## Information

-----

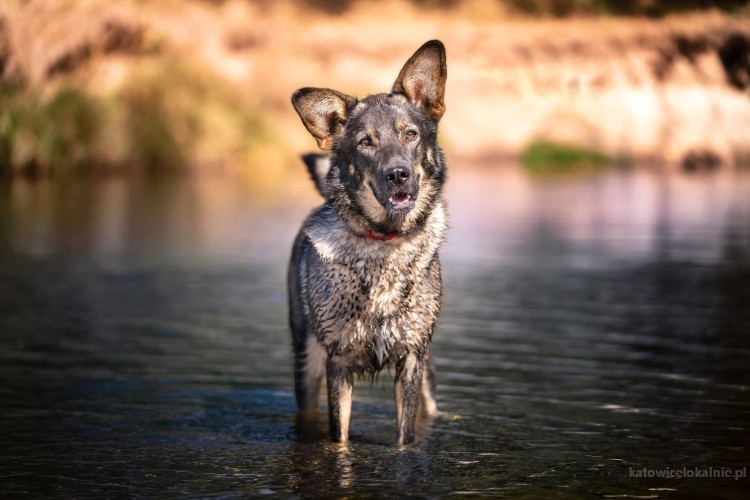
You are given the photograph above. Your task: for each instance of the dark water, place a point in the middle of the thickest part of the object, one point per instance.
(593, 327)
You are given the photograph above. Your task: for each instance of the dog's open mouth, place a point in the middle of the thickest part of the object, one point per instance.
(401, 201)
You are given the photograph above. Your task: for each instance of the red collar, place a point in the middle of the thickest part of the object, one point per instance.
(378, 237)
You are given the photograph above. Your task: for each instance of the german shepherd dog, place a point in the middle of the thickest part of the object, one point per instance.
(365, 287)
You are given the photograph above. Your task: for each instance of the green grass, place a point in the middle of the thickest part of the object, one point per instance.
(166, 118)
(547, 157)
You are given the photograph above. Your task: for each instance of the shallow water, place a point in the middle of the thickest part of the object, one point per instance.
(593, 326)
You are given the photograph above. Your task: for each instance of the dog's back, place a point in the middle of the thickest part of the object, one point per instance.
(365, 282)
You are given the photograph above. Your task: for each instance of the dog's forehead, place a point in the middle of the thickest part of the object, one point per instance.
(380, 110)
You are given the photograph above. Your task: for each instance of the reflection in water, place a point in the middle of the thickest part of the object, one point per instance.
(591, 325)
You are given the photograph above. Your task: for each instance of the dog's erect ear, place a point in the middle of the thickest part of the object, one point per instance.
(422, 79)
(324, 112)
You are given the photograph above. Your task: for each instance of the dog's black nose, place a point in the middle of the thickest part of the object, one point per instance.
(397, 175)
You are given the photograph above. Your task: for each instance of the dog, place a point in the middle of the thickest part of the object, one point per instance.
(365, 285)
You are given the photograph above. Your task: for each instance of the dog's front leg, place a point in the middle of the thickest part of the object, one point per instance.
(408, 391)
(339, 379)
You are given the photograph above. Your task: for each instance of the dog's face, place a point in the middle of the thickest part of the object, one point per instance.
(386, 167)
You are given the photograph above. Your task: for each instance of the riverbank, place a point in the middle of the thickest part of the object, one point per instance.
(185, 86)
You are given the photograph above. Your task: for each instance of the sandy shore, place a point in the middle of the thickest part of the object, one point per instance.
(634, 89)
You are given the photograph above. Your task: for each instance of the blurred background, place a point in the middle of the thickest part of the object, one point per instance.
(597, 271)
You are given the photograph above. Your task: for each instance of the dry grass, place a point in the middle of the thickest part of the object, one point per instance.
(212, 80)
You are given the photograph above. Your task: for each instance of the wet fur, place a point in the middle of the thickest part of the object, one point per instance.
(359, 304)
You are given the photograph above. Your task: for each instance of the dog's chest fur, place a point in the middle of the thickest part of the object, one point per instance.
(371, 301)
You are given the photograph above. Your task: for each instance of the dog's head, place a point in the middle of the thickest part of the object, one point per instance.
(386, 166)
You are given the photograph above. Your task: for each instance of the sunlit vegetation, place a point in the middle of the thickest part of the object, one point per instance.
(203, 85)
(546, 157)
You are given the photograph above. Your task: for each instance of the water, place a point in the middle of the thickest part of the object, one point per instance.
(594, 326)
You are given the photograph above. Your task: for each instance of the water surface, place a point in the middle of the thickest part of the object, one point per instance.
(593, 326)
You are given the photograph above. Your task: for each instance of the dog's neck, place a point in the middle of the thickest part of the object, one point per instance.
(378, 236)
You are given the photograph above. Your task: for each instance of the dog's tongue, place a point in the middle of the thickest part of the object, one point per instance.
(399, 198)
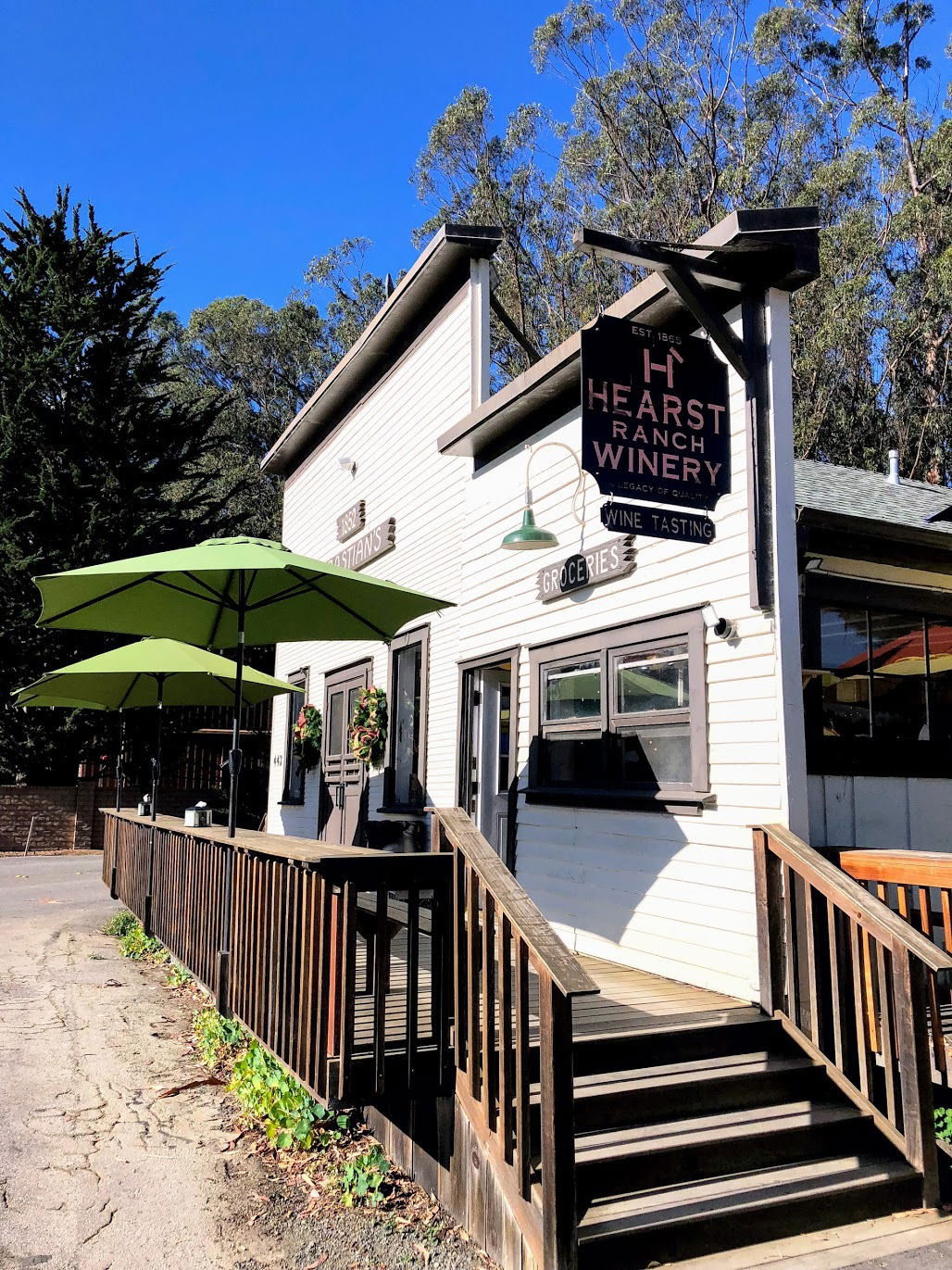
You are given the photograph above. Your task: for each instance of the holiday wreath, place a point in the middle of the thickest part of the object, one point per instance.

-----

## Problem to work on
Set down the data above word for word, leaving every picture out.

## Answer to this exercise
You are given the photograph above. Your task: for each instance of the dark water, place a point in the middle of the thickest part of the object, one point per instance.
(593, 327)
You are given the photograph above. Your task: for each instance of the dog's open mouth, place a point in the middle of the thickest part of the object, one point per instance.
(401, 201)
You are given the photograph above. Your task: for each instance of the red collar, place a point in the middle of the thickest part of the object, one point per instance.
(378, 237)
You are given the photograph above. Your task: for each instance of the german shepherd dog, place a point in the middle of the thickest part of the object, one point per instance.
(365, 287)
You are given the photograph above. Your task: for each instance of the green grass, place a point in the middle of the thickest part of the object, one point per instance.
(166, 118)
(547, 157)
You are given the photograph above. Your task: for each instance of the shallow water, place a point in the middle of the thickest part of the object, one point per instance.
(593, 326)
You are given the photograph above. Your task: for each instance of the dog's back, place a point in the middle of the thickest part of the object, one point per instance.
(365, 282)
You are given the photograph above. Your task: for each instance of the dog's forehead, place a point in the middle of the thickest part of the object, one point per instance.
(380, 110)
You are given the photograph above. Your task: for each instance of the reflection in water, place a point in the middle of the thickest part of the object, one point per instance.
(591, 325)
You are given the photograph above. Your task: for each instance of the dog's erect ear, place a point in the middle of the thickest part of the object, one point per instance.
(422, 79)
(324, 112)
You are given the photograph above. Your task: for each instance of the dog's black nose, place a point in the middle of the thickest part of the object, one point per instance.
(397, 175)
You are given the photograph above. Your task: for each instance of the dog, place a point in the middle of the thickest part of the object, one point per instance.
(365, 285)
You are given the photograph above. Your task: for each instance of the dog's front leg, place a point in the middle of the thickest part of the object, one point per instance.
(408, 391)
(339, 379)
You are given the photograph above. Your task: for each instance of the dog's face, place a point in the middle of the thickest part of the object, one point per instance.
(386, 167)
You are given the photograph above. Your task: for each instance of the riverbank, place a point in the middle of the thickest part of the object, one point per instance.
(185, 86)
You are given the photograph above. Your task: for each instance of the sandy shore, place a point in the middle of the thickest part of the object, one point per instance.
(634, 89)
You are given the photograph above. Your task: for each instance of the blurred background, place a point in the middle of the thickest part of the object, one point per instance.
(597, 271)
You are given the photograph above. Your task: for each instance of the dry grass, place a point in the middle of the thickest part of the object, one point per instance.
(212, 80)
You are given the photograph above. Your task: for each instance of the wet fur, place a point in the middle of the thickest part of the object, one point per instance.
(359, 304)
You are given the photograph above. Your task: for each instance of the dog's chest fur, place a point in the middle of the thickest part of the object, one point per instance.
(371, 301)
You are given the photograph above. Your task: for each instance of the dog's head, place a point in the middle of the thickest part of the object, one point per instance.
(386, 166)
You are given the photograph above. Your task: for each instance of the sunlit vegetation, place a point in the middle of the thickest part of the object, one point per instance.
(203, 85)
(546, 157)
You are given the photograph above. Your task: for each instance of the water, place a point in the middle of the thickest part of the object, one point per instance.
(594, 326)
You are given the photograph above. Your task: for each instance of the water surface, place a point in the middle of the thickest part of the object, one point per instance.
(593, 326)
You are given the photograph above. Your task: for each instance of the dog's neck, place a point in the middle of the thickest part of the object, one point per instance.
(378, 236)
You are given the photograph above. Your task: for each instance of the dog's tongue, place a point in the middle of the thickest part of the object, one point per instance.
(399, 198)
You are given the photograph above. Your task: for each instance of the holiday wreath, place a point in the middle of the thickest part of the object, one point per instance.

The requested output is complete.